*SELECTION*
____________
Sunday

A bit more of Mohonk...just because it's so, so beautiful.
You really don't get the sense, from these pictures, of just how profoundly hot and humid it was on this day. Born and occasionally, at least for brief intervals, raised in the region, I have since forgotten the extremes of the climate. Fortunately, since we now inhabit a very livable and homosapien-friendly climate, I am much more capable of really appreciating the aesthetic beauty of the East Coast. In small, survivable doses.
It looks so very tranquil and idyllic, doesn't it? Fortunately you can't see the sweat that plastered our clothes to our bodies, and our hair to our foreheads.
I'm hoping, for the sake of these tranquil canoeists, that there was a bit of a breeze out there on that lake.
I'm really not sure, in this photo, whether Q is holding her hand to her heart in breathless reverie at the stunning view, or whether she is feeling like she might have a very early coronary due to the heat. This is a girl born in one of China's most extreme climates (and extreme it certainly was). Still, living for two years in Colorado, she may have lost a bit of her tolerance for the extremes. And btw, she is not wet from the lake. She is wet with sweat.
____________
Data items
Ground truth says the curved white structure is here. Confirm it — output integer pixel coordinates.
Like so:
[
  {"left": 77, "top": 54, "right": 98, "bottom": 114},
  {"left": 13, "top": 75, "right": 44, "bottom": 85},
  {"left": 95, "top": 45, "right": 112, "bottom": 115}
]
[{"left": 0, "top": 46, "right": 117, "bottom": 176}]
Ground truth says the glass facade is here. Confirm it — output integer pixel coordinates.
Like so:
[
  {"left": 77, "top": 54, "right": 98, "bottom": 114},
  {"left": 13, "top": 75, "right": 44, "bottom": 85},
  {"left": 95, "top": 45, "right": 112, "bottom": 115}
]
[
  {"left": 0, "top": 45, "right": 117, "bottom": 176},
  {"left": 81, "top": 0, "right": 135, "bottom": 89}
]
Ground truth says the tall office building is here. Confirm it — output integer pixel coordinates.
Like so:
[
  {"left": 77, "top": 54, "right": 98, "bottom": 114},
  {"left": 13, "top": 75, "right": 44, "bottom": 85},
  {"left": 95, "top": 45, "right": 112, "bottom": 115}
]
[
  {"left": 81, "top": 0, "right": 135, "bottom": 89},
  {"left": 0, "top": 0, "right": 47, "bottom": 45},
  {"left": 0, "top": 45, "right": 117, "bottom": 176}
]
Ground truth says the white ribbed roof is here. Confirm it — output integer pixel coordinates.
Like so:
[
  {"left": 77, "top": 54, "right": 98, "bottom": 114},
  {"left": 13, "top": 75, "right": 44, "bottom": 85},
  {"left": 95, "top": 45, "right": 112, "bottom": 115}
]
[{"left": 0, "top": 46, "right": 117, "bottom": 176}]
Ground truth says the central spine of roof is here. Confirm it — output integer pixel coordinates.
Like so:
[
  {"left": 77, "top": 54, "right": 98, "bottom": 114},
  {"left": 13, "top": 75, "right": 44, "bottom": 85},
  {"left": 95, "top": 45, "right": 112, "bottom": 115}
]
____________
*TO-DO LIST*
A. Answer these questions from the Mohonk post, one answer per line:
(i) What does the writer say they have forgotten since being born and partly raised in the region?
(ii) What does the writer hope the canoeists had out on the lake?
(iii) For how long has Q been living in Colorado?
B. Summarize the Mohonk post in two sentences.
C. Write a continuation of the Mohonk post, picking up right after its final sentence.
The records were drawn from a separate source, not from the text.

*RESULTS*
A.
(i) The extremes of the climate.
(ii) A bit of a breeze.
(iii) Two years.

B. The writer shares more photos of Mohonk and notes that, although the scenes look tranquil, the day was profoundly hot and humid and everyone was soaked with sweat. The writer wonders whether Q, born in an extreme Chinese climate but living in Colorado for two years, is moved by the view or suffering from the heat.

C.
Inside the lodge at Mohonk, a fabled place of much venerable history.
I stayed in this lodge once, many many years ago. But these days we can't afford the entry fee, and are consigned to passing through quietly and with alacrity so as not to be charged above and beyond the "hiking fee" that we pay to walk the grounds from the lower parking lot.
It is, however, truly a magnificent place in so many ways.
The lake is stocked with trout so large that one would have a hard time lifting one from the water, even though they are also so tame as to be easily seduced with a handful of trout chow (at 25 cents a handful.
Q has not yet reached the age at which we might be able to trust her not to stand up in a boat, so the gorgeous, lacquered wooden canoes are still off limits to us. Maybe someday...

I love how the buildings are the same color and tone of the moss that clings to the shale rocks that rise out of the lakebed.
A stone gazebo is like something out of a fairytale.

Mohonk is perhaps most famous for its exquisitely curated gardens, but I have spent so much time on these gardens in posts from other years that I will just give them a brief nod in this post. I would actually very much love to see them someday in winter, when crests of snow top the arched gateways and the cypress trees of the ornamental maze. But that's for another year and another post.

6 comments:

Kenza said...

Yes beautiful place! and you give it full justice with your photos. Thank you.

Juniper said...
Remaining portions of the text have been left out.